**WORK ITEM**
Tally the lines containing "white" in this data. Respond with the tally alone.

**RECORDS SUPPLIED**
--- START ---
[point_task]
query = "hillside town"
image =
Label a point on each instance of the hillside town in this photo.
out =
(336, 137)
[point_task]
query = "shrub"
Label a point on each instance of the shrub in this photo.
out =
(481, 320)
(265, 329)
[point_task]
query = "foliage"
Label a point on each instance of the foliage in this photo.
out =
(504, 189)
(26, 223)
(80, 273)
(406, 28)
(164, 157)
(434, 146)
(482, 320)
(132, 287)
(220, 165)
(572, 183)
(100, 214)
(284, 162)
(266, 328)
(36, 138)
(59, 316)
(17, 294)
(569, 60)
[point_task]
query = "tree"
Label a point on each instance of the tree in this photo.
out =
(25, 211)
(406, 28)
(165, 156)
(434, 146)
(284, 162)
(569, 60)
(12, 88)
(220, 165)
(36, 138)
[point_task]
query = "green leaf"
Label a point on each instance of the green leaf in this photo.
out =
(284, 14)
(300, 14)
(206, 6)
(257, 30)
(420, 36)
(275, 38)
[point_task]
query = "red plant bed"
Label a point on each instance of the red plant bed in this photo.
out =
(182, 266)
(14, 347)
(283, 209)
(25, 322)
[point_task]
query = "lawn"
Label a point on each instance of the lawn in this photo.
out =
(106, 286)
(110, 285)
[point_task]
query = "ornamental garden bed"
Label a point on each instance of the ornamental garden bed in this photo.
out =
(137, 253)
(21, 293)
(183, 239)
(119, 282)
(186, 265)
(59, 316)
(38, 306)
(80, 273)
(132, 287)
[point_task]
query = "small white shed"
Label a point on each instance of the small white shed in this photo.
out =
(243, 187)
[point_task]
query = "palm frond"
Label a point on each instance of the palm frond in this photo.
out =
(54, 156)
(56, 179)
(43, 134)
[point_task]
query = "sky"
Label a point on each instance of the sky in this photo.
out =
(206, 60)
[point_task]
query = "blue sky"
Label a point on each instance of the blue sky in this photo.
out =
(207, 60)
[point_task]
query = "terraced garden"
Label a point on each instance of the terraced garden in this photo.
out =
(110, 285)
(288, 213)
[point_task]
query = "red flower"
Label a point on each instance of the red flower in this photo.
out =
--- END ---
**EXERCISE SOLUTION**
2